-- START Excerpted passage --

Want to make a ton of money 1 year from today and have good credit? Spend your days with an MLS subscription finding under-priced homes to flip in a couple weeks. You'll be a millionaire in a year I guarantee it.

Want to help single mothers for the rest of you life? You'll barely get by, I guarantee it.

Why? Because its further from a transaction. Nothing more, nothing less.

EDIT: I'd love it if the person who down voted me would explain why so much money is flowing into blockchains. You don't think that has anything to do with how close it is to the transaction?

7 comments

Are you a millionaire real estate speculator? Knowing something about it, your scenario strikes me as neither low-risk nor guaranteed. If it were low-risk and guaranteed, it would be profitably scaled -- capital is available in abundance.

why so much money is flowing into blockchains

It's an asset bubble backed by an extraordinarily sophisticated emergent P2P Internet marketing operation which is a quantum leap improvement over a boiler room. Like many asset bubbles, it is snaring both the rich/savvy and the non-wealthy/non-savvy.

-- END Excerpted passage --
-- START Stored records --

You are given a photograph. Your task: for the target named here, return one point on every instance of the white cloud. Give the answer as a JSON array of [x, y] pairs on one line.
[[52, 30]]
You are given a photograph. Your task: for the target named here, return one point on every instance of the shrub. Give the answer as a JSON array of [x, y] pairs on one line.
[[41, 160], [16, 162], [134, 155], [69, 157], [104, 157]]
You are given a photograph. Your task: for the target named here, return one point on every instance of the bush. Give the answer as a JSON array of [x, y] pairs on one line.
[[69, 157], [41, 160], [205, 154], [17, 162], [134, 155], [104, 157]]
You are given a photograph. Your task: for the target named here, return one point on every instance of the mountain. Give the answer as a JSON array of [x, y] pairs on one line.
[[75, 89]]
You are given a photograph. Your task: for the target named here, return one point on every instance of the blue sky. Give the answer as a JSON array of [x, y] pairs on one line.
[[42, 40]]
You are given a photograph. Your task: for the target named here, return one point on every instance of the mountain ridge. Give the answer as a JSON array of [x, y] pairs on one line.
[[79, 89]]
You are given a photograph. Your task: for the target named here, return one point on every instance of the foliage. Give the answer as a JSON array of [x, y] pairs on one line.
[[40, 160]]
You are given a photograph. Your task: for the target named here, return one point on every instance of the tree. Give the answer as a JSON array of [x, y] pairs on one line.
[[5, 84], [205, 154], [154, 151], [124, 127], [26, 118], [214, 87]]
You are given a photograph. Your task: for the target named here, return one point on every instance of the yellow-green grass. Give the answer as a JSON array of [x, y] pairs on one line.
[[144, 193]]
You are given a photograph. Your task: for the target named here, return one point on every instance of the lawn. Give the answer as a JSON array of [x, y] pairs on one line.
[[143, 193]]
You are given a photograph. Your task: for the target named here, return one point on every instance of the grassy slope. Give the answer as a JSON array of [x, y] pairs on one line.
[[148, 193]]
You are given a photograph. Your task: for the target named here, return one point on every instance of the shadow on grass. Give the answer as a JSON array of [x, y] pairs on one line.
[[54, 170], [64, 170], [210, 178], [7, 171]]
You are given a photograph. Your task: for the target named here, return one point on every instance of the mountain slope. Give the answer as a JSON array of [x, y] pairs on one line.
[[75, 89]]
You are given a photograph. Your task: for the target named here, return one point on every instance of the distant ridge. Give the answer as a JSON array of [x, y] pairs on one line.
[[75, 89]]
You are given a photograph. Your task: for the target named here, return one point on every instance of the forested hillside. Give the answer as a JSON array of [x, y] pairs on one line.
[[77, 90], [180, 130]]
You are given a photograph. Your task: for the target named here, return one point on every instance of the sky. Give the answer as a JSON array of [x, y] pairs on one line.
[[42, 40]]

-- END Stored records --

What you will do:
**a)** Reproduce the forum discussion on home flipping and blockchains word for word, in full.
**b)** Count how many lines of the records contain the string "bush", treating uppercase and lowercase as different. Reply with the number alone.
The discussion excerpt and the records were taken from separate sources.

Responses per task:
**a)**
Want to make a ton of money 1 year from today and have good credit? Spend your days with an MLS subscription finding under-priced homes to flip in a couple weeks. You'll be a millionaire in a year I guarantee it.

Want to help single mothers for the rest of you life? You'll barely get by, I guarantee it.

Why? Because its further from a transaction. Nothing more, nothing less.

EDIT: I'd love it if the person who down voted me would explain why so much money is flowing into blockchains. You don't think that has anything to do with how close it is to the transaction?

7 comments

Are you a millionaire real estate speculator? Knowing something about it, your scenario strikes me as neither low-risk nor guaranteed. If it were low-risk and guaranteed, it would be profitably scaled -- capital is available in abundance.

why so much money is flowing into blockchains

It's an asset bubble backed by an extraordinarily sophisticated emergent P2P Internet marketing operation which is a quantum leap improvement over a boiler room. Like many asset bubbles, it is snaring both the rich/savvy and the non-wealthy/non-savvy.

**b)** 1